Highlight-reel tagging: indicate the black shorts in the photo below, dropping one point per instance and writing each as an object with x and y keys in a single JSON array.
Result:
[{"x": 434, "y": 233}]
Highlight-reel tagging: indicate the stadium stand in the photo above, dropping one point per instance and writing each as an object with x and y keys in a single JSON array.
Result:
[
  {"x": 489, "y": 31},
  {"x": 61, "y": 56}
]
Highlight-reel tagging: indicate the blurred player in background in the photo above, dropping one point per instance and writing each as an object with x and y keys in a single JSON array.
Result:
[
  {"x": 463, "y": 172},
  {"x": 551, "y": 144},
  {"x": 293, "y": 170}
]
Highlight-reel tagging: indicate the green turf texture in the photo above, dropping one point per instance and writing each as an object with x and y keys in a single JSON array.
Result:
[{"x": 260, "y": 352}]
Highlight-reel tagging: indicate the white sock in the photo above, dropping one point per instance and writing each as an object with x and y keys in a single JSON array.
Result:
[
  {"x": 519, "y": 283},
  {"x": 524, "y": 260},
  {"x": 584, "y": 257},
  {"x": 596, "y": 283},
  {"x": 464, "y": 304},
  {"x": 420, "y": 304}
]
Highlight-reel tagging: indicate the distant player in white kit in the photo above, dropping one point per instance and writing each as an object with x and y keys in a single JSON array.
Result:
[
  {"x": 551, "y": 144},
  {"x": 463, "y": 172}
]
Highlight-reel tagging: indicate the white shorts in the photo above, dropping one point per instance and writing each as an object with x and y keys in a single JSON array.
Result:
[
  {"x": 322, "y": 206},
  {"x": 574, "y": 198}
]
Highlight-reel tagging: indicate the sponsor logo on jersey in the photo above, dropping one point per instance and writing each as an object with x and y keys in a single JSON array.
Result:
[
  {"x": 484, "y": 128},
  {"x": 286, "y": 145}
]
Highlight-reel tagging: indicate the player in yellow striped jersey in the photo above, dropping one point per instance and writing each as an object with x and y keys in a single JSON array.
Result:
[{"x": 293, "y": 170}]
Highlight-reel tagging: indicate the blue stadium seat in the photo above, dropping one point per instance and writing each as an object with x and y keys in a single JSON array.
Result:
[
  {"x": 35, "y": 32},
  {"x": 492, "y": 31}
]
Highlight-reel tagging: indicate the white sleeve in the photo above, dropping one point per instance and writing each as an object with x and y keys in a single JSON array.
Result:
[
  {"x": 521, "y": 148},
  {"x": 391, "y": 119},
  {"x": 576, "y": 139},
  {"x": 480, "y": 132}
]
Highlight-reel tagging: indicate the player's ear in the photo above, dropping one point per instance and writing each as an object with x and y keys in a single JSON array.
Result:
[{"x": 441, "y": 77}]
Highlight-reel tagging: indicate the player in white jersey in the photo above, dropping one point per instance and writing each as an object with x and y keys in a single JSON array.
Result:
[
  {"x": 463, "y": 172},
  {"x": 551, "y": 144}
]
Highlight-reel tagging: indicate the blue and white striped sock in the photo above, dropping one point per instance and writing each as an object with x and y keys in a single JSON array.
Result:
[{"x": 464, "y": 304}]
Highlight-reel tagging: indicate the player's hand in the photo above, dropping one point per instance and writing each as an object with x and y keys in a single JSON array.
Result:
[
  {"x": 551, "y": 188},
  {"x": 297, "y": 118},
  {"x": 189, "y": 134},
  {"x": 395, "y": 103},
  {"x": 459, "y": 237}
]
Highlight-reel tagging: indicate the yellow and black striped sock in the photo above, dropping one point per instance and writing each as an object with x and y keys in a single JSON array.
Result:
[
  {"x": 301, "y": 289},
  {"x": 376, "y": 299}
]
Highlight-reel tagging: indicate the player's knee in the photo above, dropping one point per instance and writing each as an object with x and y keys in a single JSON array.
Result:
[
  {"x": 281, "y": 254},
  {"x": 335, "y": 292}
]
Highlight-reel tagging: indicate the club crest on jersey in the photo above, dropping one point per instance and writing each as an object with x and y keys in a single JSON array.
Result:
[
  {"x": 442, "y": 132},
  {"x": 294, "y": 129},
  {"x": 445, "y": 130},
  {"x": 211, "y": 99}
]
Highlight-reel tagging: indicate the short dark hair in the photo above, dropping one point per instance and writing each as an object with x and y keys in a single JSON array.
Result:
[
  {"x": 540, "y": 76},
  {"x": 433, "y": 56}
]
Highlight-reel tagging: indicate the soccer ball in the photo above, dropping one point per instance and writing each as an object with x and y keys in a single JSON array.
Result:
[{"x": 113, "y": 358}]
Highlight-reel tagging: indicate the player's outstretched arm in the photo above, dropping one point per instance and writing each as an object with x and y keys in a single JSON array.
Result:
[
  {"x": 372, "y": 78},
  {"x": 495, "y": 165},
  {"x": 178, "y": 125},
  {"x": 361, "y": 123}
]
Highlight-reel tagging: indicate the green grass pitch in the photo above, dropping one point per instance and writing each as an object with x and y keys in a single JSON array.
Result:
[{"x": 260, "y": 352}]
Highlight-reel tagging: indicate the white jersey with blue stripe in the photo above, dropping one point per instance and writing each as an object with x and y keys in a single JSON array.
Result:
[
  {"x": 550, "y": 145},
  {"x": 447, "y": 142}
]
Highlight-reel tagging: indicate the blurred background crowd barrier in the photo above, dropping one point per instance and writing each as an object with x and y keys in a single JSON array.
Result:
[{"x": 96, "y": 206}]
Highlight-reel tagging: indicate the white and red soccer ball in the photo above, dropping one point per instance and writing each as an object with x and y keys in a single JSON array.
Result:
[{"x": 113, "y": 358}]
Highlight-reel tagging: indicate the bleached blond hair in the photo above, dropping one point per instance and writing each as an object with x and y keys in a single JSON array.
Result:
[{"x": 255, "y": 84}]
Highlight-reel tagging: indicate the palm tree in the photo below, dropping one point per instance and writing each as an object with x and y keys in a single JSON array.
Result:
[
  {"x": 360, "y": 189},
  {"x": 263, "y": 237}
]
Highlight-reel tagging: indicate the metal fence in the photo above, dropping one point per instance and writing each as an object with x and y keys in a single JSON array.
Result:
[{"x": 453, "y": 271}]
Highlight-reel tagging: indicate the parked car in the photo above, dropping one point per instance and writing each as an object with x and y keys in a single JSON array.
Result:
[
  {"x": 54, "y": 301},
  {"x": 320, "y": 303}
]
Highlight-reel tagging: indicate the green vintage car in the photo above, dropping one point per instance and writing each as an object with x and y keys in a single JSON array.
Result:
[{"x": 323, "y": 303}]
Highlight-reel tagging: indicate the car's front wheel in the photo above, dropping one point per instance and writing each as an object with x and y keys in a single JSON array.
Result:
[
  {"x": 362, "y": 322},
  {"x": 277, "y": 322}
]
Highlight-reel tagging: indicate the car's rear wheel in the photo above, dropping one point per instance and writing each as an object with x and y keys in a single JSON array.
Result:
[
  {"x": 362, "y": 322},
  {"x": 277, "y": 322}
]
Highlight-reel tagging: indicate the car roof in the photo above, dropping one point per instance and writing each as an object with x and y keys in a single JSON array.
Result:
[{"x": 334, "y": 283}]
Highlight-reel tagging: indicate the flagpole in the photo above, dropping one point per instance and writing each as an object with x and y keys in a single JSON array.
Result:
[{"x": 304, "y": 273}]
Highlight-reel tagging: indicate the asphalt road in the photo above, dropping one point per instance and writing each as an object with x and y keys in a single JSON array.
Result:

TASK DIRECTIONS: The reply should consist of the records, reproduced exactly.

EXERCISE SOLUTION:
Highlight-reel tagging: indicate the black shorts in the photo below, dropping one point per instance and writing each as an object with x and y keys in a single JSON array.
Result:
[{"x": 434, "y": 233}]
Highlight-reel tagging: indicate the stadium stand in the photo above, dropping one point per instance and writing each as an object with x and y keys in a single JSON array.
Result:
[
  {"x": 489, "y": 31},
  {"x": 61, "y": 56}
]
Highlight-reel tagging: indicate the blurred player in background in the photo above, dropping one point per instance and writing each as an object with x and y keys in a single JSON array.
Result:
[
  {"x": 463, "y": 172},
  {"x": 551, "y": 144},
  {"x": 293, "y": 170}
]
Highlight-reel tagging: indicate the green turf texture in the photo above, dropping one point per instance and writing each as an object with x and y keys in a single JSON array.
Result:
[{"x": 260, "y": 352}]
Highlight-reel tagging: indicate the white sock in the photo above, dropping one point per instance and writing each as an object with x and y keys in a single JSON array.
Result:
[
  {"x": 519, "y": 283},
  {"x": 524, "y": 260},
  {"x": 584, "y": 257},
  {"x": 596, "y": 283},
  {"x": 464, "y": 304},
  {"x": 420, "y": 304}
]
Highlight-reel tagging: indicate the distant player in white kit in the photo above, dropping one point per instance and writing each as an object with x and y keys in a single JSON array.
Result:
[
  {"x": 551, "y": 144},
  {"x": 463, "y": 172}
]
Highlight-reel tagging: indicate the white shorts in the photo above, dropping one point per instance and writing each as an object with x and y keys in a single JSON array.
Result:
[
  {"x": 322, "y": 206},
  {"x": 574, "y": 198}
]
Highlight-reel tagging: indicate the sponsor logo on jersey in the photo above, dropping one point per instance and writing each as an object with x and y keys in a single JSON array.
Result:
[
  {"x": 484, "y": 128},
  {"x": 286, "y": 145}
]
Highlight-reel tagging: indicate the player in yellow striped jersey in the photo above, dropping one point per instance and writing each as an object with x and y keys in a single JSON array.
Result:
[{"x": 293, "y": 170}]
Highlight-reel tagging: indicate the blue stadium seat in the photo above, dropping one point per instance and writing each as an object with x and y keys in a single JSON array.
Result:
[
  {"x": 35, "y": 32},
  {"x": 492, "y": 31}
]
Highlight-reel tagging: indicate the white sleeve in the photo above, dropping one point per instance and writing each as an object with x and y keys in a single JSON array.
Result:
[
  {"x": 521, "y": 148},
  {"x": 391, "y": 119},
  {"x": 576, "y": 139},
  {"x": 480, "y": 132}
]
Highlight-reel tagging: indicate the player's ear in the photo above, dropping one point per instance and writing each as an object with x and y keys in a single JSON array.
Result:
[{"x": 441, "y": 77}]
Highlight-reel tagging: indicate the player in white jersey in the photo above, dropping one point per instance and writing each as an object with x and y keys in a single JSON array.
Result:
[
  {"x": 463, "y": 172},
  {"x": 551, "y": 144}
]
Highlight-reel tagging: indicate the blue and white striped sock in the photo above, dropping one point per instance and writing each as an object with x and y keys in a single JSON array.
Result:
[{"x": 464, "y": 304}]
Highlight-reel tagging: indicate the player's hand in the photo above, dropping one point per instance and writing each as an object with x and y keys in a single JSON array.
Result:
[
  {"x": 551, "y": 188},
  {"x": 297, "y": 118},
  {"x": 189, "y": 134},
  {"x": 395, "y": 103},
  {"x": 459, "y": 237}
]
Highlight-reel tagging: indicate the yellow and black striped sock in the photo above, dropping one point per instance and writing each as an object with x and y keys in a single JSON array.
Result:
[
  {"x": 301, "y": 289},
  {"x": 376, "y": 299}
]
Highlight-reel tagging: indicate the player's knee in the photo above, dropping one point per instance and writing each as an object with x and y keys in a single JSON array.
Result:
[
  {"x": 281, "y": 254},
  {"x": 335, "y": 292}
]
Highlight-reel tagging: indicate the club crest on jersey in the photo above, dropping one point per instance and writing each as an object with x and y keys in a single JSON array.
Result:
[
  {"x": 442, "y": 132},
  {"x": 294, "y": 129},
  {"x": 445, "y": 130},
  {"x": 211, "y": 99}
]
Highlight-reel tagging: indicate the short dark hair in the photo above, dropping one point per instance and writing each as an object with x and y keys in a single JSON array.
Result:
[
  {"x": 540, "y": 76},
  {"x": 433, "y": 56}
]
Highlight-reel tagging: indicate the soccer ball in the photo above, dropping one point per instance and writing each as an object with x and y keys in a single JSON array.
Result:
[{"x": 113, "y": 358}]
Highlight-reel tagging: indicate the player's outstretched arm in the photo above, dropping one point per instance and writing each as an object with x and y keys in a single JSON array.
Result:
[
  {"x": 372, "y": 78},
  {"x": 495, "y": 165},
  {"x": 178, "y": 125},
  {"x": 361, "y": 123}
]
Highlight-reel tagging: indicate the green grass pitch in the photo above, dropping one point per instance and writing each as an object with x and y keys in a single JSON array.
Result:
[{"x": 260, "y": 352}]
Highlight-reel tagging: indicate the white jersey with blue stripe in the photo above, dropping one point per instance and writing each as an object with x and y keys in a single JSON array.
Result:
[
  {"x": 550, "y": 145},
  {"x": 447, "y": 142}
]
Highlight-reel tagging: indicate the blurred background crowd barrier in the photo above, dropping one point per instance and writing each as an object with x and y keys in a single JSON array.
Result:
[{"x": 96, "y": 206}]
Highlight-reel tagging: indicate the white and red soccer ball in the photo above, dropping one point per instance and writing each as an object with x and y keys in a single JSON array.
Result:
[{"x": 113, "y": 358}]
Highlight-reel tagging: indicate the bleached blond hair in the photo above, dropping one point per instance and writing each as an object with x and y keys in a single JSON array.
Result:
[{"x": 255, "y": 84}]
Highlight-reel tagging: indicate the palm tree in the photo below, dropping one point per instance and writing each as an object with x and y keys in a single JSON array.
Result:
[
  {"x": 360, "y": 189},
  {"x": 263, "y": 237}
]
Highlight-reel tagging: indicate the metal fence in the photo above, dropping one point per instance and writing each as an object with x and y keys in a single JSON array.
Result:
[{"x": 453, "y": 271}]
Highlight-reel tagging: indicate the parked car in the photo above, dropping one point per instance and writing each as an object with x and y keys in a single JSON array.
Result:
[
  {"x": 54, "y": 301},
  {"x": 320, "y": 303}
]
Highlight-reel tagging: indicate the green vintage car in the photo above, dropping one point per instance and writing each as an object with x and y keys in a single JSON array.
Result:
[{"x": 323, "y": 303}]
Highlight-reel tagging: indicate the car's front wheel in the photo above, dropping one point per instance and writing each as an object with x and y keys in a single JSON array.
Result:
[
  {"x": 362, "y": 322},
  {"x": 277, "y": 322}
]
Highlight-reel tagging: indicate the car's rear wheel in the photo above, dropping one point per instance and writing each as an object with x and y keys in a single JSON array.
Result:
[
  {"x": 362, "y": 322},
  {"x": 277, "y": 322}
]
Highlight-reel tagging: indicate the car roof in the photo above, dropping one point per instance and writing each as an object with x and y keys in a single JSON array.
Result:
[{"x": 334, "y": 283}]
Highlight-reel tagging: indicate the flagpole in the photo above, dropping one point per instance and writing each as an object with x and y keys in a single JSON array.
Result:
[{"x": 304, "y": 273}]
Highlight-reel tagging: indicate the asphalt road in the photo above, dropping one point per instance and writing each as an object with x and y keys in a single JSON array.
Result:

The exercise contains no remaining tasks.